Which lines of the material below contain the string "sure"? Copy each of them in full, treating case as significant.
====== LISTED ENTRIES
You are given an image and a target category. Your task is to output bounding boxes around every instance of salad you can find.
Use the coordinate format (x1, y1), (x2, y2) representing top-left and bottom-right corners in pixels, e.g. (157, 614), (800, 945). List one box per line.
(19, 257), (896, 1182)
============
====== LISTED ENTRIES
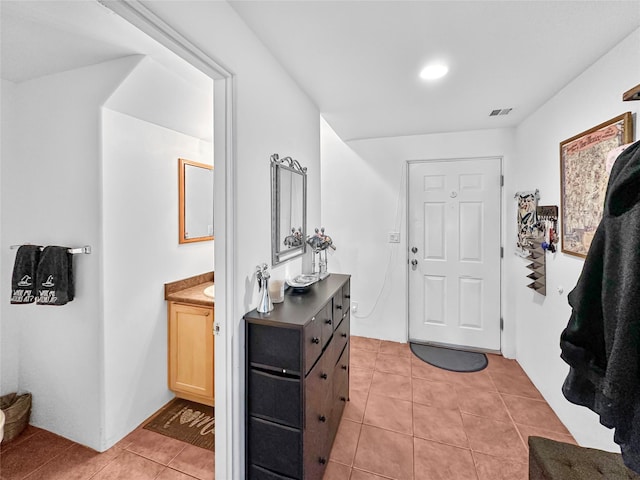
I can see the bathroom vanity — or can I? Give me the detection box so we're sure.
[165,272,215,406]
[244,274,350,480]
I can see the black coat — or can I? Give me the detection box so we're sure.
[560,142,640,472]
============
====== LISTED ENTRIES
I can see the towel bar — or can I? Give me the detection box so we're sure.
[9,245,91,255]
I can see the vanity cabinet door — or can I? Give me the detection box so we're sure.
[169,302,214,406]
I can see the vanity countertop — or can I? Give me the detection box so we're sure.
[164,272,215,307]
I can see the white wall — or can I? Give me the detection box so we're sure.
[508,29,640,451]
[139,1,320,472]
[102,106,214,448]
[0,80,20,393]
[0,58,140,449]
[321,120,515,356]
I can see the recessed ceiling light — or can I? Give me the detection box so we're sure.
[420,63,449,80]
============
*SOLUTION TO THIS PROBLEM*.
I can see the bathroom vanity — or can I? Give me the detection box so we're sure.
I can see the black coat — or can I? Give me the detection box so we're sure.
I can see the towel bar — or can I? Give me the detection box so we're sure.
I can see the vanity cabinet door — or can I? Give me the detection box so we're sure.
I can see the vanity countertop — or can I? Give me the detection box so we're sure.
I can see the white wall — or can I? Give me the detection box so we're sure.
I can see the recessed ceiling light — or can I? Give me the detection box so we're sure.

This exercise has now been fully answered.